**Given information**:
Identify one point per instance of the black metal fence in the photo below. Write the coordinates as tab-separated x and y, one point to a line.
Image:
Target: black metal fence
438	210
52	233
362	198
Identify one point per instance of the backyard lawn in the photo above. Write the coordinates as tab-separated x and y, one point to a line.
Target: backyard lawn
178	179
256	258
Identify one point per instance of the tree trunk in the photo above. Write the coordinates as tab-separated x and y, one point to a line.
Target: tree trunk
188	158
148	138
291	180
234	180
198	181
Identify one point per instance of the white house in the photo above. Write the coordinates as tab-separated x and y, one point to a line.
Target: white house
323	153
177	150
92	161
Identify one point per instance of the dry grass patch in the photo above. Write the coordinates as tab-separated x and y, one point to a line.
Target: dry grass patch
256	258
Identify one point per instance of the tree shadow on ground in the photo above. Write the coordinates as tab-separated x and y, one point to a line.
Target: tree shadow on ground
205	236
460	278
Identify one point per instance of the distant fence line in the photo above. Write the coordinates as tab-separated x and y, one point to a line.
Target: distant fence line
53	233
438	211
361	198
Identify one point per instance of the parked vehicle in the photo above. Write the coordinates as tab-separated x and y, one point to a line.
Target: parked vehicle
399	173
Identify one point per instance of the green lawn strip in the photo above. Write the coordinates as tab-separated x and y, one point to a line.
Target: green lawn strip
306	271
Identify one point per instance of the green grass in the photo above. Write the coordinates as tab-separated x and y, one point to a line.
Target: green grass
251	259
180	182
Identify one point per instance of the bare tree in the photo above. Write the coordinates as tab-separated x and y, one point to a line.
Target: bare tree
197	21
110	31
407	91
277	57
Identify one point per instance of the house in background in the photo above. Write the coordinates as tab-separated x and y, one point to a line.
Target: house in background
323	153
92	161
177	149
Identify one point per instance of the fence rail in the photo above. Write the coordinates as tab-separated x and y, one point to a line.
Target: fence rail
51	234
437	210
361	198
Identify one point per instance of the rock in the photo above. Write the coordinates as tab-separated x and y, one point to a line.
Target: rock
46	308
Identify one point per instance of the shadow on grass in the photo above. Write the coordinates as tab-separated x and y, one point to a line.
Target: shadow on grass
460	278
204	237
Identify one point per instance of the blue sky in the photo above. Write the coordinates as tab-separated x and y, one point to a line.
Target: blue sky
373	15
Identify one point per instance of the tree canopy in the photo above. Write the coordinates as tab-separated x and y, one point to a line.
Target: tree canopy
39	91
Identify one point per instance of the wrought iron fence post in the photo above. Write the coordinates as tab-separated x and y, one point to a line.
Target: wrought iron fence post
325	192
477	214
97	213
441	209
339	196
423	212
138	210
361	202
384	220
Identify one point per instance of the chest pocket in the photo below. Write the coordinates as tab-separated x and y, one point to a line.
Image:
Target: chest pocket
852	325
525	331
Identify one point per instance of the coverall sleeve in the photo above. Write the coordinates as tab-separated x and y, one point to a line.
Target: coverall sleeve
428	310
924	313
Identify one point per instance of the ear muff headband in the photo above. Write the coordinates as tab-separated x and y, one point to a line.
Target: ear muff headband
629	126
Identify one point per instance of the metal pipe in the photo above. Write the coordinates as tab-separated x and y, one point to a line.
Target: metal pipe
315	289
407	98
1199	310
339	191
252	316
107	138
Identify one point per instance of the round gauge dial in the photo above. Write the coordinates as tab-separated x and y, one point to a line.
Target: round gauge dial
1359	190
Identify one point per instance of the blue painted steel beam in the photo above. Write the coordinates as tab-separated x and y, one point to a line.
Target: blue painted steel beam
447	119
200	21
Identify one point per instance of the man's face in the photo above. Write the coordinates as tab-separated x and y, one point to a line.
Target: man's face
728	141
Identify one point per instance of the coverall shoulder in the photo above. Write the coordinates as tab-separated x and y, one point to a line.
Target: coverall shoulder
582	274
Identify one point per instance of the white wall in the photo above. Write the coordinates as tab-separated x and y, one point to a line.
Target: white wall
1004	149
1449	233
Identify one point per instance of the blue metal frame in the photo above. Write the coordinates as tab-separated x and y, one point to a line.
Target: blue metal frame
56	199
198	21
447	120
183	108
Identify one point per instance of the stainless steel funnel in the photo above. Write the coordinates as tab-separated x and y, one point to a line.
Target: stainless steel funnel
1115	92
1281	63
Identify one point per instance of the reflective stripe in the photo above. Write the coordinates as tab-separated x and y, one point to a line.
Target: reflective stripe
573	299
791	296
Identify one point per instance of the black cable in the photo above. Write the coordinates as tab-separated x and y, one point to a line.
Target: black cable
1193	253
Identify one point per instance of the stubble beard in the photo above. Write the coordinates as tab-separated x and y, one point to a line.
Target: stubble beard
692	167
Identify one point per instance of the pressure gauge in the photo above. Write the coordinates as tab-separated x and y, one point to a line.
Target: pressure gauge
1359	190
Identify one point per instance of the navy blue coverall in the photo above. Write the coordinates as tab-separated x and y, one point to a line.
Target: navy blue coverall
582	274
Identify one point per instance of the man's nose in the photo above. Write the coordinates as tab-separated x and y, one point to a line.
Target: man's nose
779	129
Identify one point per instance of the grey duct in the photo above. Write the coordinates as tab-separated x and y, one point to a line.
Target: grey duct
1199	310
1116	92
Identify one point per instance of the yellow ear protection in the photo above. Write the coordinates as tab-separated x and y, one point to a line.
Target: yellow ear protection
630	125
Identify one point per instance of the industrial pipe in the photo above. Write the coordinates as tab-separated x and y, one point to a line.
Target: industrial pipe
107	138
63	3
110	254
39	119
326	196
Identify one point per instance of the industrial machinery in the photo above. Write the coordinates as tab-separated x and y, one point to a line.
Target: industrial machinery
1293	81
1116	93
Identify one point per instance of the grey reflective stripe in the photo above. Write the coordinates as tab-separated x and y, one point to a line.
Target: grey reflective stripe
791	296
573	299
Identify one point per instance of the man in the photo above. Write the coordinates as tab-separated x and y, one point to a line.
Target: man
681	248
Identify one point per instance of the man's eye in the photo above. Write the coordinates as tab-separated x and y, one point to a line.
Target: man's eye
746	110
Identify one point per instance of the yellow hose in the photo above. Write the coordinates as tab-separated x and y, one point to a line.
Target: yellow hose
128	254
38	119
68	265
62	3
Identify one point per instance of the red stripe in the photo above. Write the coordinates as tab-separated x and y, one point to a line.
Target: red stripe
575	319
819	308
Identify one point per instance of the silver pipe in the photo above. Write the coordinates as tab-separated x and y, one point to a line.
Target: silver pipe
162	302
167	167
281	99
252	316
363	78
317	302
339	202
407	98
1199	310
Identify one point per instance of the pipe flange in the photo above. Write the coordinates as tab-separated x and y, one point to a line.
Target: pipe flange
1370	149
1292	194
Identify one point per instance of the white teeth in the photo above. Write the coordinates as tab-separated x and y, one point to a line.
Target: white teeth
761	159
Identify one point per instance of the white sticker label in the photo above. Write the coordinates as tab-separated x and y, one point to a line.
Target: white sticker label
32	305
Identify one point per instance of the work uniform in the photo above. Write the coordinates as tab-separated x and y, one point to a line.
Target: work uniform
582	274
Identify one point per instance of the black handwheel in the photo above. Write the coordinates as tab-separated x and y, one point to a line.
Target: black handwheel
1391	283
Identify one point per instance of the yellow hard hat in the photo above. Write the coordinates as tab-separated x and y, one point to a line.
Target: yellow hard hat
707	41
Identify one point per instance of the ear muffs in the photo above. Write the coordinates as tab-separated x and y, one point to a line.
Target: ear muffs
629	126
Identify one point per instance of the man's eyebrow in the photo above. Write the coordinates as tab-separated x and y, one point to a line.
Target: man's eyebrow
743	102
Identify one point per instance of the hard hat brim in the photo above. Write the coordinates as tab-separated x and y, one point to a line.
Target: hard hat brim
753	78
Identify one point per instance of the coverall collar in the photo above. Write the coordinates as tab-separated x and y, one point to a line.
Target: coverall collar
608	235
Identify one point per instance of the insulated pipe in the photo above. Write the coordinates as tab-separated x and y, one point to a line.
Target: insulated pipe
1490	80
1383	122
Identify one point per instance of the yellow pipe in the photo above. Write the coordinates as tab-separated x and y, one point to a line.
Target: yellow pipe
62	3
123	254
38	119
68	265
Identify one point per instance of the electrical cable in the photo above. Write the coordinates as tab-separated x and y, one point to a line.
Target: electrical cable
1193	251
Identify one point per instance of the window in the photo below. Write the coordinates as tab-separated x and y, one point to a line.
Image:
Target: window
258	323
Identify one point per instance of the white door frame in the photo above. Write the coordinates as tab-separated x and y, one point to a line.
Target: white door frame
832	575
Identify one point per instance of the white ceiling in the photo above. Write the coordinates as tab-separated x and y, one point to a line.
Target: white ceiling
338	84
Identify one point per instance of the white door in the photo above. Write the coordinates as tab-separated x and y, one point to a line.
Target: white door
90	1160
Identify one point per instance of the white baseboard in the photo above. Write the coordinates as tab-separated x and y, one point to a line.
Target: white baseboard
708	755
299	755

**Problem to solve**: Starting at the line that contains "Identify one point per instance of the electrical" and ending at the last line of the entries, output those lines as a numbered list and leave out any blank lines.

**Answer for the task**:
1. Identify one point per instance of the electrical cable in the photo above. Write the coordinates as tab-separated x and y, one point to a line.
2. Target: electrical cable
3. 1193	251
4. Identify one point per instance of the window in the photo below. Write the coordinates as tab-separated x and y, one point to a line.
5. Image:
6. Target: window
7. 258	323
8. Identify one point per instance of the white door frame in the photo above. Write the coordinates as tab-separated x and y, one point to a line.
9. Target: white door frame
10. 832	575
11. Identify one point per instance of the white ceiling in the photo above. Write the coordinates as tab-separated x and y, one point to a line.
12. Target: white ceiling
13. 338	84
14. Identify one point per instance of the white door in the photo above. Write the coordinates as tab-separated x and y, one point to a line.
15. Target: white door
16. 90	1160
17. Identify one point per instance of the white baseboard in the photo above. Write the coordinates as tab-separated x and y, one point to a line.
18. Target: white baseboard
19. 708	755
20. 299	755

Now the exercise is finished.